Problem to solve -> Write the entries again exactly, with no line missing.

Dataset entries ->

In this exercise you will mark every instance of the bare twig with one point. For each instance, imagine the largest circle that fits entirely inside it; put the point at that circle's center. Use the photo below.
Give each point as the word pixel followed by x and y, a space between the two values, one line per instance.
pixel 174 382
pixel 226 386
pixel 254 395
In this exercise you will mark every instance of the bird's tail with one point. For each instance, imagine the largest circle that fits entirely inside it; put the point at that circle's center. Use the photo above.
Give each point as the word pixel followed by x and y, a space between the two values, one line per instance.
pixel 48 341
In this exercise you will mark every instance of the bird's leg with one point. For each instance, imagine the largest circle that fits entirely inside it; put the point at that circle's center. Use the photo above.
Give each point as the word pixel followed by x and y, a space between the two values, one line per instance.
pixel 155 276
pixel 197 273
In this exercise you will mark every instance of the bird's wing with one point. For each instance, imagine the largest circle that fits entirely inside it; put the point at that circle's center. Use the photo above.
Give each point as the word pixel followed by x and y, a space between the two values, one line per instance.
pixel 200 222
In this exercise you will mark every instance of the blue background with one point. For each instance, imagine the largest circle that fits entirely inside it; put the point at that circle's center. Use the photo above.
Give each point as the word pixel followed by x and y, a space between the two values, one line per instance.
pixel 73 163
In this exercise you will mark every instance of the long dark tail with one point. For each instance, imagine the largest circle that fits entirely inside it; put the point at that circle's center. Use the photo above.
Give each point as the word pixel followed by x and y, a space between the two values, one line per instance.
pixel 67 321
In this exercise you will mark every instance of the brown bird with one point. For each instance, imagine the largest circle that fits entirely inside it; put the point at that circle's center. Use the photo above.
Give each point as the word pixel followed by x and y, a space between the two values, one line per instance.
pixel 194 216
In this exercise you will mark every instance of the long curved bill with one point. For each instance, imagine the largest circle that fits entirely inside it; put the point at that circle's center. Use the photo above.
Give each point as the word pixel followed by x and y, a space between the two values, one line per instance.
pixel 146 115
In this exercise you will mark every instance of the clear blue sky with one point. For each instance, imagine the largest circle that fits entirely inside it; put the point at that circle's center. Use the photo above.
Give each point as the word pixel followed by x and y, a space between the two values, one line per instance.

Answer below ->
In this exercise you will mark every instance of the bare twig with one point. For each instance, imagine the largest circle that fits entirely inside it; put the point at that circle's center. Use the photo below.
Give each point as the word pixel followed by x and y, a space between the two values, one line per instance.
pixel 174 382
pixel 226 386
pixel 254 395
In this exercise you will mark every instance of the bird's tail with one point. For each instance, imagine the largest circle that fits entirely inside it; put the point at that circle's center. Use the photo above.
Give each point as the word pixel followed by x and y, a space between the two values, one line per instance.
pixel 48 341
In this exercise you will mark every instance of the bird's leg with one point. For each instance, imagine the largest circle that fits entirely inside it; put the point at that circle's center. Use the photo above.
Give each point as the word pixel followed by x and y, a space between the two values, one line per instance.
pixel 155 276
pixel 197 273
In this exercise you will mark every instance of the bird's wing with one point. For each instance, imagine the largest circle that fits entirely inside it; put the point at that circle's center. Use the photo above.
Give each point as the word pixel followed by x and y, a space between the two values, one line per instance.
pixel 200 222
In this exercise you will mark every instance of the blue background with one point. For each instance, imagine the largest circle that fits entirely inside it; put the point at that circle's center. Use the photo above.
Give each point as the word pixel followed by x and y, a space between the two values, one line per instance.
pixel 73 163
In this exercise you will mark every instance of the long dark tail with one point. For each instance, imagine the largest circle that fits entirely inside it; put the point at that circle's center. Use the photo above.
Give each point as the word pixel followed by x and y, a space between the two values, one line per instance.
pixel 67 321
In this exercise you will mark every instance of the brown bird with one point. For each instance, imagine the largest circle that fits entirely inside it; put the point at that circle's center. Use the photo above.
Give each point as the word pixel followed by x and y, a space between the two values, one line per instance.
pixel 194 216
In this exercise you will mark every instance of the long curved bill with one point. For each instance, imagine the largest circle that fits entirely inside it; put the point at that circle's center. Use the photo above.
Give each point as the word pixel followed by x and y, a space between the two values, one line per instance.
pixel 146 115
In this exercise you will mark every instance of the clear blue sky with one point. For each instance, imagine the largest circle that fits entirely inside it; put the point at that circle's center. Use the photo above.
Give each point as the word pixel followed by x and y, a space between the two values, one line per instance.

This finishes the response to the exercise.